# [Given text]
-.-.-
November 24, 2024
Business

Moving parts Fith-generation family-owned business sells nine stores to Carquest

There was a time, about 80 years ago, when N.H. Bragg & Sons sold headlights and fenders for horseless carriages.

What was unheard of at the time was the concept that motorists would be driving at night or even over long distances. Oil filters? What were they?

These days there are more than 240 models of automobiles with at least 25,000 parts. There’s also increased competition on a local and national scale to be the primary seller of everything from spark plugs to air filters.

Faced with the reality that fighting for market share is intensifying and profit margins are growing slimmer, N.H. Bragg this week sold its nine statewide auto parts stores to the No. 2 chain in the country, Carquest. Terms of the sale were not disclosed. Four of more than 40 positions were eliminated.

It was a tough decision to make, said John W. Bragg, president of the company and its fifth-generation family owner. Auto parts contributed to one-third of N.H. Bragg’s sales last year and amounted to one-half of its inventory.

More importantly, auto parts helped define exactly what the 148-year-old company was all about.

“For my dad [Charles], who is 91, it’s a bit nostalgic as far as he’s concerned,” the younger Bragg said. “It’s a bit emotional. But he’s also a realistic man.”

The reality is that cars are lasting longer, they don’t need to be serviced as much, but when they do, motorists often have to go to a dealer.

Look under the hood, Bragg said. Engines have become so complicated, with computer circuitry in all directions, that the only place where they can be repaired is at dealerships and not at neighborhood shops. Computerized engines require sophisticated diagnostic equipment, and the high price tags on those machines make them too expensive for small repair shops.

Dealerships get their parts from the vehicle manufacturers, while the smaller repair shops get them from stores like N.H. Bragg, the company’s president said, and the smaller shops aren’t buying as much.

“Cars are lasting too long,” Bragg said. “You can buy a new car and drive it 100,000 miles before you have to do anything to it. The complexity under the hood brings you back to the dealer. That means that the market isn’t there which once was.”
-.-.-
# [Raw data]
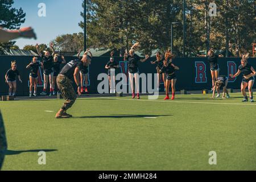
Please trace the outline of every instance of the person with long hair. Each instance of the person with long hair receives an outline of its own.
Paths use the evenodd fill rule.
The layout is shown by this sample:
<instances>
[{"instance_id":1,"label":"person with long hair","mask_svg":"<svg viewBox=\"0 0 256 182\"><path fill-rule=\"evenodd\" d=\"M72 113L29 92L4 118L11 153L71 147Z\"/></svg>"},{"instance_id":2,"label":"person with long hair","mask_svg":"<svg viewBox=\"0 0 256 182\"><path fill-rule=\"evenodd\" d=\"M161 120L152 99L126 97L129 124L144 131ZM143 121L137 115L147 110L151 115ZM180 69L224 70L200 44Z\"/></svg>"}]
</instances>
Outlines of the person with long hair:
<instances>
[{"instance_id":1,"label":"person with long hair","mask_svg":"<svg viewBox=\"0 0 256 182\"><path fill-rule=\"evenodd\" d=\"M32 97L33 93L34 85L34 94L33 95L36 96L36 90L38 88L38 69L40 67L40 64L38 63L38 58L34 57L32 62L30 63L26 67L27 69L30 69L30 97Z\"/></svg>"},{"instance_id":2,"label":"person with long hair","mask_svg":"<svg viewBox=\"0 0 256 182\"><path fill-rule=\"evenodd\" d=\"M60 94L60 92L59 92L59 89L57 86L57 92L55 89L56 88L56 78L57 76L58 76L59 73L60 71L60 65L61 64L65 64L66 60L65 60L65 57L64 56L61 56L61 59L62 60L58 60L58 56L59 55L55 54L53 57L53 63L52 64L52 68L53 69L53 77L52 79L52 94L53 96L55 96L57 93Z\"/></svg>"},{"instance_id":3,"label":"person with long hair","mask_svg":"<svg viewBox=\"0 0 256 182\"><path fill-rule=\"evenodd\" d=\"M214 87L213 88L213 90L212 93L212 97L211 98L214 98L215 96L215 90L217 90L218 94L216 96L216 98L218 98L220 97L220 89L222 87L223 89L223 94L222 98L225 98L225 94L226 93L226 98L230 98L229 92L226 87L228 86L228 83L229 82L229 78L224 75L220 76L217 78L215 82Z\"/></svg>"},{"instance_id":4,"label":"person with long hair","mask_svg":"<svg viewBox=\"0 0 256 182\"><path fill-rule=\"evenodd\" d=\"M119 68L118 64L114 60L113 55L114 52L112 51L110 60L105 66L105 68L108 69L110 93L115 93L115 69Z\"/></svg>"},{"instance_id":5,"label":"person with long hair","mask_svg":"<svg viewBox=\"0 0 256 182\"><path fill-rule=\"evenodd\" d=\"M211 88L211 91L213 90L213 88L215 85L215 82L217 80L217 78L218 77L218 73L220 72L220 68L218 64L218 58L223 57L222 55L216 55L214 53L214 50L212 48L210 49L207 55L199 55L198 57L207 57L207 60L209 61L210 64L210 74L212 75L212 86Z\"/></svg>"},{"instance_id":6,"label":"person with long hair","mask_svg":"<svg viewBox=\"0 0 256 182\"><path fill-rule=\"evenodd\" d=\"M164 84L164 91L166 90L166 75L164 73L160 73L160 70L162 67L163 67L164 58L163 57L163 55L159 52L158 52L156 55L156 60L155 61L150 62L152 64L155 64L156 65L156 73L158 74L158 90L159 90L160 88L160 82L161 81L162 78L163 78L163 80Z\"/></svg>"},{"instance_id":7,"label":"person with long hair","mask_svg":"<svg viewBox=\"0 0 256 182\"><path fill-rule=\"evenodd\" d=\"M82 49L80 49L77 54L77 57L81 60L81 57L80 56L81 52L82 52ZM84 53L84 55L89 55L90 57L93 57L93 55L90 51L90 49L87 49L86 51ZM88 84L89 84L89 65L82 65L80 68L80 81L81 81L81 93L82 94L84 92L88 93Z\"/></svg>"},{"instance_id":8,"label":"person with long hair","mask_svg":"<svg viewBox=\"0 0 256 182\"><path fill-rule=\"evenodd\" d=\"M175 85L177 81L176 77L175 71L179 70L180 68L178 67L175 66L172 62L170 61L172 60L172 58L174 57L171 53L170 51L168 51L166 53L165 59L163 61L163 65L160 70L160 73L165 73L166 74L166 96L164 98L165 100L170 100L169 93L170 93L170 86L171 85L172 88L172 98L173 100L175 98Z\"/></svg>"},{"instance_id":9,"label":"person with long hair","mask_svg":"<svg viewBox=\"0 0 256 182\"><path fill-rule=\"evenodd\" d=\"M11 67L5 74L5 82L7 83L9 86L9 96L15 96L16 94L17 89L16 76L18 76L19 81L22 83L20 75L17 69L16 61L11 61Z\"/></svg>"},{"instance_id":10,"label":"person with long hair","mask_svg":"<svg viewBox=\"0 0 256 182\"><path fill-rule=\"evenodd\" d=\"M48 51L46 51L44 55L43 55L41 53L41 51L39 50L39 47L38 44L36 45L36 50L39 56L42 58L41 64L43 67L44 71L44 89L43 91L40 94L42 96L46 96L47 93L46 90L48 87L48 82L49 81L50 85L50 93L49 96L52 95L53 92L53 71L52 65L53 63L53 55L55 54L55 51L53 49L53 45L52 43L50 44L50 48L52 49L52 53L50 55L50 52Z\"/></svg>"},{"instance_id":11,"label":"person with long hair","mask_svg":"<svg viewBox=\"0 0 256 182\"><path fill-rule=\"evenodd\" d=\"M135 85L137 92L137 99L139 99L139 66L138 62L145 62L150 57L146 55L145 59L141 59L138 56L134 54L135 48L136 48L139 43L137 43L133 45L129 51L129 53L125 53L124 60L128 62L128 69L129 75L129 80L131 85L133 98L135 98L135 90L134 89L133 79L135 80Z\"/></svg>"},{"instance_id":12,"label":"person with long hair","mask_svg":"<svg viewBox=\"0 0 256 182\"><path fill-rule=\"evenodd\" d=\"M229 76L232 78L234 78L242 73L243 78L241 84L241 90L243 96L242 102L248 101L248 97L245 92L245 89L248 87L250 101L254 102L253 86L254 84L254 76L256 75L256 72L253 66L248 63L249 54L243 55L242 57L242 58L241 60L241 65L238 67L238 71L235 75L230 74Z\"/></svg>"}]
</instances>

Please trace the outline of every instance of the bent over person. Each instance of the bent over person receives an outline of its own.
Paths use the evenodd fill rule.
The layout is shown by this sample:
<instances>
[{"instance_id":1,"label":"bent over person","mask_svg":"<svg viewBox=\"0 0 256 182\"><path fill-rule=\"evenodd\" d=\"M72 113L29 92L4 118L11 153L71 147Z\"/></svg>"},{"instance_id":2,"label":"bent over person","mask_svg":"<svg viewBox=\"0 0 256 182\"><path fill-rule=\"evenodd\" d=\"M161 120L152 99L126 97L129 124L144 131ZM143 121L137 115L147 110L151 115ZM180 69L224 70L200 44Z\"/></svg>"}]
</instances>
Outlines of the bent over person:
<instances>
[{"instance_id":1,"label":"bent over person","mask_svg":"<svg viewBox=\"0 0 256 182\"><path fill-rule=\"evenodd\" d=\"M60 71L57 77L57 85L61 95L65 101L61 109L57 113L56 118L68 118L72 115L67 113L67 110L71 107L76 100L76 94L72 85L71 79L74 77L77 86L77 92L80 94L81 83L79 80L79 73L82 66L89 66L90 64L91 57L84 54L81 60L75 60L69 61Z\"/></svg>"}]
</instances>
-.-.-
# [Exercise brief]
Reproduce word for word the stretch of the N.H. Bragg article above from "These days there" through "to air filters.".

# [Finished exercise]
These days there are more than 240 models of automobiles with at least 25,000 parts. There’s also increased competition on a local and national scale to be the primary seller of everything from spark plugs to air filters.